Problem to solve
Records follow. Select each line holding "below".

Supplied entries
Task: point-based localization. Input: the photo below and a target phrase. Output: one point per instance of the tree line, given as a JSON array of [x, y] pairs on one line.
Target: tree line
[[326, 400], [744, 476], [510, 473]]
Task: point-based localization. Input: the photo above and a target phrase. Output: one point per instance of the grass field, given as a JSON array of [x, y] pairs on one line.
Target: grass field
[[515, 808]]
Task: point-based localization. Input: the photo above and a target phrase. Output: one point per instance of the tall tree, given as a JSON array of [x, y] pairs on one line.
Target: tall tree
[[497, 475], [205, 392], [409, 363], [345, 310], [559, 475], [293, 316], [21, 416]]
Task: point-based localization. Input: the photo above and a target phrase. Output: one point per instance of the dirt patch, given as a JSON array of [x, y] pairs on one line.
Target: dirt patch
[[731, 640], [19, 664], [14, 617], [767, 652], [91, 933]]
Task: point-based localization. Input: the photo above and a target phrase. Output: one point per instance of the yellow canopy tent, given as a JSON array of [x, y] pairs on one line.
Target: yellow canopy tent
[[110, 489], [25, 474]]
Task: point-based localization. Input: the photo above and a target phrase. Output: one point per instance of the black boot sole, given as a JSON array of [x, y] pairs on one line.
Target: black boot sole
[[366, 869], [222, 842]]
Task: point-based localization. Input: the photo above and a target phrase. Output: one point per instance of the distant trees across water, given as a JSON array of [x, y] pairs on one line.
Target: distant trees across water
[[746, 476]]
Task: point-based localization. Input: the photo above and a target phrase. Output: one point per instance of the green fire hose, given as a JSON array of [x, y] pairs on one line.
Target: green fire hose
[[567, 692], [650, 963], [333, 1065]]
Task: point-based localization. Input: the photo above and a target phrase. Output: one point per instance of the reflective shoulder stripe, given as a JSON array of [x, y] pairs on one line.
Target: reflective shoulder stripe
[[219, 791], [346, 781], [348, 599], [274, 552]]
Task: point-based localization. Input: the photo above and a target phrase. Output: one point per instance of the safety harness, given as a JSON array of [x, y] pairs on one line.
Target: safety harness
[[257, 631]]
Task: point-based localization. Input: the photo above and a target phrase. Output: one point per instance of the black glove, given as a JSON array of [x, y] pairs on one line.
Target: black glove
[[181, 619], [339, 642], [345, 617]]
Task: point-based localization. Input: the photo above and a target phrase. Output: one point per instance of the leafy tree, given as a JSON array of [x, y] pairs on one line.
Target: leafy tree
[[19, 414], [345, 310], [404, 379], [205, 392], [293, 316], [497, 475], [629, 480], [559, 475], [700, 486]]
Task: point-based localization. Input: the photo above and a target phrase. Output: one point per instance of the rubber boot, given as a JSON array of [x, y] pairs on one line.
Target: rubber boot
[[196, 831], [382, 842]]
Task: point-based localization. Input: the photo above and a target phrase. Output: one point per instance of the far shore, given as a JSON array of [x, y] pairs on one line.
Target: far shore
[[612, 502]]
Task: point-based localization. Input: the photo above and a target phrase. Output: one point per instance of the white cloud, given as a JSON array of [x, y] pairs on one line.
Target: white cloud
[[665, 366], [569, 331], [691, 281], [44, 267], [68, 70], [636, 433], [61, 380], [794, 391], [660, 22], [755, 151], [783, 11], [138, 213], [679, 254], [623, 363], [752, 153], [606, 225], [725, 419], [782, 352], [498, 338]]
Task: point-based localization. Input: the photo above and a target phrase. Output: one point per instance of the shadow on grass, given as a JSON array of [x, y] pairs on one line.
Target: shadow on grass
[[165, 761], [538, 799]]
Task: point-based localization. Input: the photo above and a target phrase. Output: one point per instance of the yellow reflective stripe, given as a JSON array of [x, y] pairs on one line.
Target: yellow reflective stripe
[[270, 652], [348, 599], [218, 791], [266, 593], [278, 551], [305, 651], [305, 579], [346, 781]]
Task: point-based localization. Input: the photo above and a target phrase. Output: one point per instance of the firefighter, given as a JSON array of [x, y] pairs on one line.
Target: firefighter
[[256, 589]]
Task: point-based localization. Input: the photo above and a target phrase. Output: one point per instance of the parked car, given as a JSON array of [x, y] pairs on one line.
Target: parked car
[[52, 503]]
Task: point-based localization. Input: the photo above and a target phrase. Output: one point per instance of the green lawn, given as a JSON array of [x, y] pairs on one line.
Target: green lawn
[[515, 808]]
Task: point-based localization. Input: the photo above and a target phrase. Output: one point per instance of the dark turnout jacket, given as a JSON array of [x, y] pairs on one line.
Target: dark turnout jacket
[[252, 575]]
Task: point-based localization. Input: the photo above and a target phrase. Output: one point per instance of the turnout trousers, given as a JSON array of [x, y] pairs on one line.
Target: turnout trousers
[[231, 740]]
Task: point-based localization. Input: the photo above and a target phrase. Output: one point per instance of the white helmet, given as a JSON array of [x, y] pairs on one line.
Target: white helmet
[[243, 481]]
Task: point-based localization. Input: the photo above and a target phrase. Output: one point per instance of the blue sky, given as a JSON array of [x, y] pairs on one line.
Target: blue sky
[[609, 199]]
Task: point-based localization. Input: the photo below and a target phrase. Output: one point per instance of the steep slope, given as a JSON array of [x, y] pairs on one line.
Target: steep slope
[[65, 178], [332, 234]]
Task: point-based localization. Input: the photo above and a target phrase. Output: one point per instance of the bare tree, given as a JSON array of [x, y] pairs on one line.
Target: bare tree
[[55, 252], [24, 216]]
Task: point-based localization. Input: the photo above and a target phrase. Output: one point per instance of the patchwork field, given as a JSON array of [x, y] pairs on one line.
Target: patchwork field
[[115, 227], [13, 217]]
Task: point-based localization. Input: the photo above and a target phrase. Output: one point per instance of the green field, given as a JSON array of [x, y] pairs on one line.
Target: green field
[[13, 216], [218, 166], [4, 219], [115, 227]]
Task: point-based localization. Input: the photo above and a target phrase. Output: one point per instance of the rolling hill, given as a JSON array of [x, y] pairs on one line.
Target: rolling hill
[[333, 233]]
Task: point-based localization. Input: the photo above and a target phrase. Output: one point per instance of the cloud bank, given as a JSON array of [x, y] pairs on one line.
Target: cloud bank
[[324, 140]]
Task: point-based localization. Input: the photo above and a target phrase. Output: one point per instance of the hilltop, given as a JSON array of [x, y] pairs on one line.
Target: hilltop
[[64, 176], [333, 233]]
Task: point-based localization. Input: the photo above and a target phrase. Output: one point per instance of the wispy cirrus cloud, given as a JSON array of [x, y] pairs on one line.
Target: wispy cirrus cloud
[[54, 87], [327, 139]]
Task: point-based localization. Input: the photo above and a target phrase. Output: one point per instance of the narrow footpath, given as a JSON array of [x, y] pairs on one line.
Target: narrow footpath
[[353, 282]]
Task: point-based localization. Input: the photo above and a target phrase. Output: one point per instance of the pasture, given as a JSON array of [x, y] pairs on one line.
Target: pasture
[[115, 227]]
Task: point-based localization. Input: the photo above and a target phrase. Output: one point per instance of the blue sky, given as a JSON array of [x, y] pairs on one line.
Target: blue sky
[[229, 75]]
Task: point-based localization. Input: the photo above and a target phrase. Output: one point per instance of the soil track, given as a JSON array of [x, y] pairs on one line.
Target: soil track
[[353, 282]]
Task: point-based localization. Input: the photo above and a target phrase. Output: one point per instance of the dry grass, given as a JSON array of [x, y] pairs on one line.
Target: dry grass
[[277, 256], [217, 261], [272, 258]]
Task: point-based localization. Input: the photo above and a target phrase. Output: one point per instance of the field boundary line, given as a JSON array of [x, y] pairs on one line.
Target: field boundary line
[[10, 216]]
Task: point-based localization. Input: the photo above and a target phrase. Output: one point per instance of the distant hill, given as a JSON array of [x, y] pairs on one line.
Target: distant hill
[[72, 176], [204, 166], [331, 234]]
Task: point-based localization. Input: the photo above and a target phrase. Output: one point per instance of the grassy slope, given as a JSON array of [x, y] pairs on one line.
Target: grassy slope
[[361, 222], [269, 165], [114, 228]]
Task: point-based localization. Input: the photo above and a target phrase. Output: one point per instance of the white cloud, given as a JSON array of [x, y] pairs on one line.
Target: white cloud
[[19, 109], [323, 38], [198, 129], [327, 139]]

Response area
Task: point-based localization. Input: the photo below and a target phrase. Output: one point per instance of the tree line, given as a JSON array of [x, y] pairs on one line.
Task: point-based localization. Input: the photo below and a target phrase. Output: one point per instance of the steep slope, given as a JSON array of [x, y] pairs on one line.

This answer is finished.